→ **ZIEL DER AUFGABE**
Gib die folgenden Datensätze vollständig erneut aus und ersetze dabei überall „locate“ durch „find“. Alles Übrige bleibt unverändert.

→ **ANGEZEIGTE DATEN**

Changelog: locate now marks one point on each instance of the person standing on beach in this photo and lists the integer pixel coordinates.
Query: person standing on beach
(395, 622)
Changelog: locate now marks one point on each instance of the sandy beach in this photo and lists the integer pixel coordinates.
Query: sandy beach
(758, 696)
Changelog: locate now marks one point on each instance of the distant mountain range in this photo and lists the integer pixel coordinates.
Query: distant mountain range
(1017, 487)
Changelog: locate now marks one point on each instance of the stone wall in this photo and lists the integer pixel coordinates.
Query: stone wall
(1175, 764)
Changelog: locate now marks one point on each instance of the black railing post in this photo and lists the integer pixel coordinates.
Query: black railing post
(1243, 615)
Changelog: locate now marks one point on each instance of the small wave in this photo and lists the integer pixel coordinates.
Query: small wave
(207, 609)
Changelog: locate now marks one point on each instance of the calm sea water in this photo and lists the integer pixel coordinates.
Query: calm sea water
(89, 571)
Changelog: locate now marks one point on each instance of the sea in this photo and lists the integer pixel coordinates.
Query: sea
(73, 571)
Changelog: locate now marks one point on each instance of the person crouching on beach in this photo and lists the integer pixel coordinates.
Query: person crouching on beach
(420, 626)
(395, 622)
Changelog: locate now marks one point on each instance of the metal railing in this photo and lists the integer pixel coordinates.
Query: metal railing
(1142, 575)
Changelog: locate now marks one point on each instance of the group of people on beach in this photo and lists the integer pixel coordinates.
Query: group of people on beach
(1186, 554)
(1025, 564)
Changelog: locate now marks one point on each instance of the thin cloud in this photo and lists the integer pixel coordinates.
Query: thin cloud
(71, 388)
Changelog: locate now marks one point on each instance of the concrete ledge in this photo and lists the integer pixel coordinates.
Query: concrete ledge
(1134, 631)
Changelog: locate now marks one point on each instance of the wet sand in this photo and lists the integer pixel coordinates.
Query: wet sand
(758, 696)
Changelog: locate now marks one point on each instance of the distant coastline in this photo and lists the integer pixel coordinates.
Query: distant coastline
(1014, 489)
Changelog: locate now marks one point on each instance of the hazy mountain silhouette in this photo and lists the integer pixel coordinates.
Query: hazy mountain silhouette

→ **LÖSUNG DER AUFGABE**
Changelog: find now marks one point on each instance of the person standing on beach in this photo and lists the integer pixel coordinates.
Query: person standing on beach
(395, 622)
Changelog: find now marks one point on each instance of the sandy beach in this photo and lists the integer pixel coordinates.
Query: sandy beach
(758, 696)
Changelog: find now marks one point on each instance of the distant mountain range in this photo and lists the integer pixel coordinates.
Query: distant mountain range
(1017, 487)
Changelog: find now marks one point on each instance of the stone wall in this photo and lists the integer pixel coordinates.
Query: stone wall
(1175, 764)
Changelog: find now marks one point on each instance of the black railing post in this photo and lists the integer pixel coordinates.
Query: black railing post
(1243, 615)
Changelog: find now marks one point on each instance of the small wave in this photo and lists the integer pixel coordinates.
Query: small wave
(207, 609)
Changelog: find now marks one point on each instance of the calm sea water in this photo and lists the integer pixel coordinates.
Query: calm sea water
(89, 571)
Changelog: find now marks one point on each instance of the sea in this photo and lists the integer pixel coordinates.
Query: sea
(73, 571)
Changelog: find now marks one point on each instance of the person crouching on beach in this photo and lists the integer pixel coordinates.
Query: person crouching on beach
(420, 626)
(395, 622)
Changelog: find now marks one point on each instance of the metal railing in this photo and lists the integer pixel coordinates.
Query: metal railing
(1142, 575)
Changelog: find now marks one point on each instance of the group of people on beach in this photo and lists the integer pixel coordinates.
Query: group of people on beach
(1186, 554)
(1025, 564)
Changelog: find now marks one point on each instance of the thin cloud in this photo and lists the integer pixel coordinates.
Query: thin cloud
(71, 388)
Changelog: find now marks one point on each instance of the concrete ledge in this photo and lists the integer pixel coordinates.
Query: concrete ledge
(1134, 631)
Changelog: find now marks one point on each instance of the wet sand in this photo and lists the integer pixel coordinates.
Query: wet sand
(758, 696)
Changelog: find now marks one point on each instance of the distant coastline in this photo and lists the integer pixel coordinates.
Query: distant coastline
(1014, 489)
Changelog: find now marks one point on each instance of the hazy mountain silhouette in this photo and lists the integer pixel coordinates.
Query: hazy mountain silhouette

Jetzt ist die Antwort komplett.